# TASK OBJECTIVE:
Revise the lines below by replacing every occurrence of "pixel coordinates" with "pixel positions", leaving everything else unchanged. Omit the pictures from your answer.

─── GIVEN RECORDS ───

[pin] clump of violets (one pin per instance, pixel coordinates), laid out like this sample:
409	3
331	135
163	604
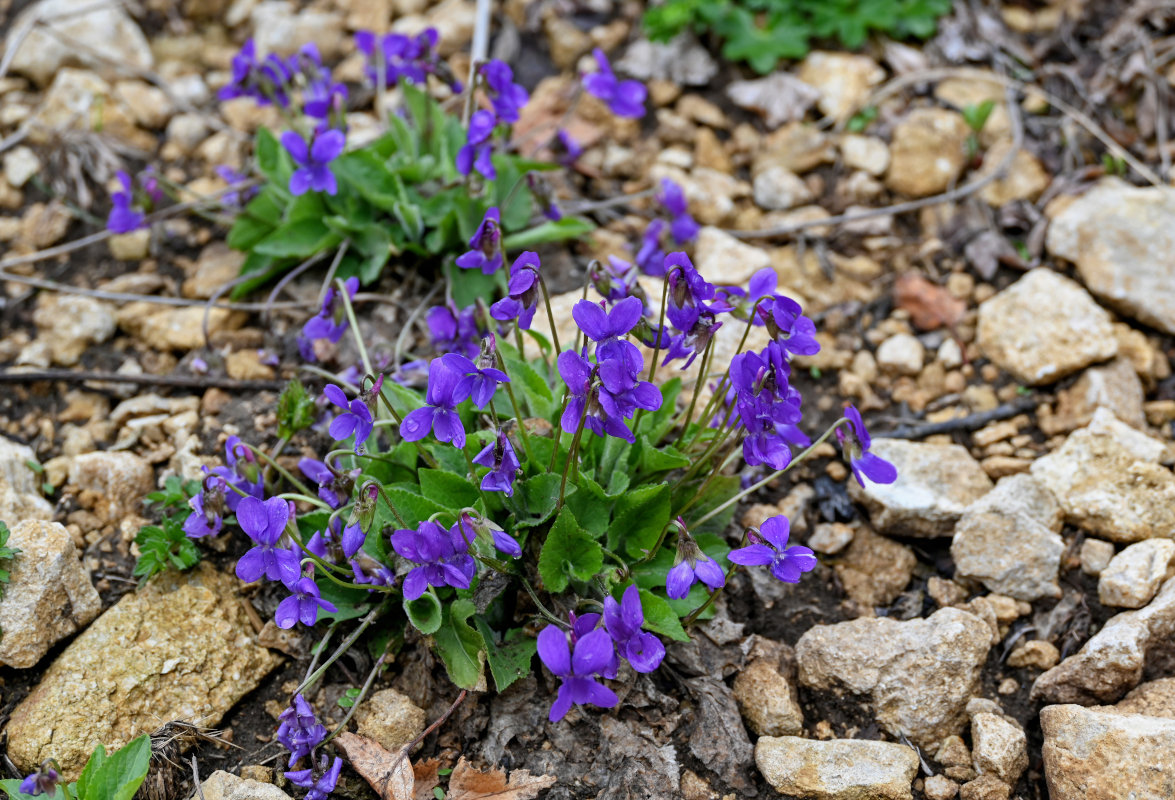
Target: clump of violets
623	98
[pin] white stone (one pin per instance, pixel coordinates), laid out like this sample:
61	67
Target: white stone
1133	577
20	163
109	39
1045	327
1121	239
838	768
935	484
901	354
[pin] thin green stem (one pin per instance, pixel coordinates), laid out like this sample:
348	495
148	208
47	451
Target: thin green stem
313	678
774	475
355	325
358	699
281	470
550	316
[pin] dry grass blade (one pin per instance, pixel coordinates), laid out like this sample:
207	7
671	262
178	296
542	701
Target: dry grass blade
470	784
390	774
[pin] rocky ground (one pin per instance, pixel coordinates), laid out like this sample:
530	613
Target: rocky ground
999	623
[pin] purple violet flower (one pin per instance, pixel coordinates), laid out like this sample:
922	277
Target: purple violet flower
623	98
208	509
440	416
355	419
330	322
300	731
523	291
443	558
683	227
485	246
320	780
123	217
302	606
314	161
499	456
623	622
855	444
42	781
592	654
769	545
264	523
508	98
477	149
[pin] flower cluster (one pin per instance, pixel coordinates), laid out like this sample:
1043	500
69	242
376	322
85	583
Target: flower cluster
605	394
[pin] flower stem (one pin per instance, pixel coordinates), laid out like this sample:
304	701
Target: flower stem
774	475
550	316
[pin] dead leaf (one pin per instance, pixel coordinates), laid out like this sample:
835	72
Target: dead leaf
470	784
780	98
390	775
427	778
930	306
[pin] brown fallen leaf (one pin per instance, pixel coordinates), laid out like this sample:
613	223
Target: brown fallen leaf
930	306
470	784
390	775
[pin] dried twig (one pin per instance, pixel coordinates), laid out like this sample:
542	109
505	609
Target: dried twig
181	381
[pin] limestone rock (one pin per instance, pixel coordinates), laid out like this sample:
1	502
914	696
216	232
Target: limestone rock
1121	237
1113	659
865	153
919	673
226	786
71	323
1133	577
778	188
118	481
1095	754
390	718
874	570
838	768
844	80
180	649
901	354
1095	556
20	493
1002	540
724	259
48	597
100	35
1114	387
927	153
937	483
1107	481
999	747
767	700
1045	327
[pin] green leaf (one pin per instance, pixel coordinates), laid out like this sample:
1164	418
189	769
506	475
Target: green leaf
639	518
510	660
414	508
424	612
569	552
162	546
569	227
449	490
536	498
299	239
295	409
660	618
590	505
118	775
460	646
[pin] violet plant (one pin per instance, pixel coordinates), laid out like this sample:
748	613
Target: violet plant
509	492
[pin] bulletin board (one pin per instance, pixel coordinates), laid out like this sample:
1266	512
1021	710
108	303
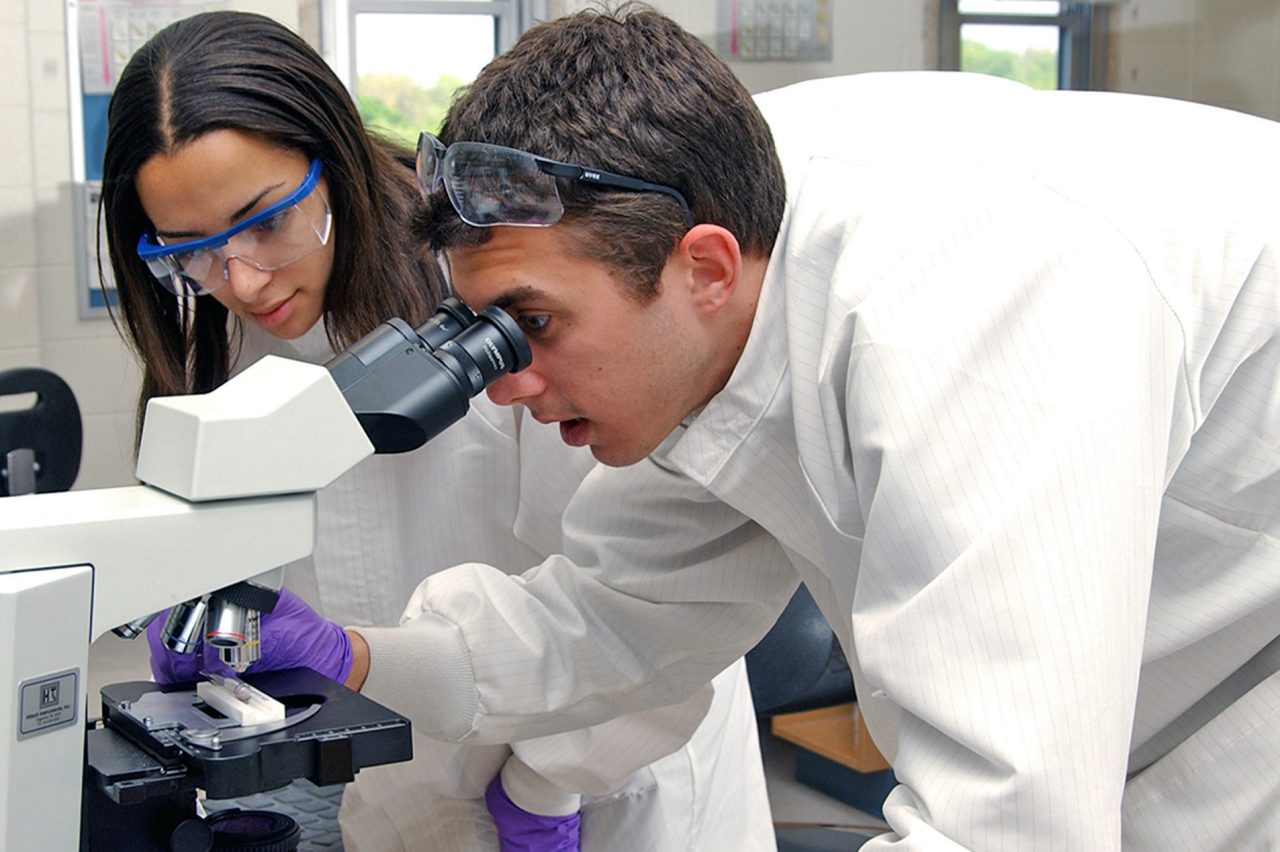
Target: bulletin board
101	37
775	30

───

# SOLUTION TO THE PROBLEM:
[pin] clump of violets (one pin per instance, pixel positions), laid out like this sample:
409	3
331	135
163	604
Target: clump of violets
623	98
[pin] white stone (one pin per instance, pixel positions), laid out like this sample:
61	67
Target: white stone
1133	577
20	163
109	39
1045	327
1121	239
838	768
935	484
901	354
[pin] thin green stem (one pin per instance, pixel positions), laid out like this sample:
348	495
148	208
47	451
Target: thin green stem
313	678
774	475
355	325
358	699
281	470
550	316
[pin] dry grass blade (one pin per instance, pixel positions), laid out like this sample:
207	7
671	262
178	296
542	701
Target: dry grass blade
470	784
390	774
[pin] rocky ground (one pin per instance, pixel positions), laid out like this sample:
530	613
Target: rocky ground
999	623
[pin] purple violet flower (one pin per instance, pixel positions), laid out like this sample:
922	277
Target: purple violet flower
623	98
208	509
440	416
355	419
330	322
300	731
523	291
443	558
683	227
485	246
320	780
123	217
302	606
314	161
499	456
623	622
855	444
42	781
592	654
769	545
264	523
508	98
477	149
[pin] flower cluster (one pin per instance, pixel positions), laid out like this sample:
1043	500
69	242
376	322
85	583
Target: flower cluster
605	394
[pin] flower stem (one pin per instance, pixel positions), laid out like this sample:
304	701
Target: flower stem
774	475
550	316
[pin] dead leaf (one pin per instance, pixel positions), laid out like this sample:
835	72
Target: dead leaf
470	784
780	98
390	775
427	778
930	306
[pin] brown fallen leaf (one pin per instance, pixel positions), laid out like this sample:
613	223
Target: brown fallen leaf
930	306
470	784
390	775
[pin] dried twig (one pin per instance, pixel positions), laid out like this sample:
542	109
505	609
Target: dried twig
181	381
[pin] limestone rock (one pin per instance, pixel positions), laid out like this sample:
1	502
914	696
216	232
Target: limestone rock
1121	237
1113	659
865	153
919	673
226	786
71	323
1133	577
778	188
118	481
1095	754
390	718
874	570
838	768
844	80
180	649
901	354
1095	556
20	493
1002	540
724	259
48	597
100	35
1114	387
927	153
937	483
1107	481
999	747
767	700
1045	327
[pin] green leaf (one pin per instance, pixel positions), laid out like this sample:
1164	418
189	769
506	475
Target: green leaf
639	518
510	660
414	508
424	612
569	552
162	546
569	227
449	490
536	498
299	239
295	409
660	618
590	505
118	775
460	646
[pin] violet plant (one pin per instance, pixel positions), laid out like this sample:
748	613
Target: violet plant
509	492
[pin] bulletin board (one pin per instance, pixel positions), laid out like this sample:
1266	512
1021	710
108	303
Target: bulletin board
101	37
775	30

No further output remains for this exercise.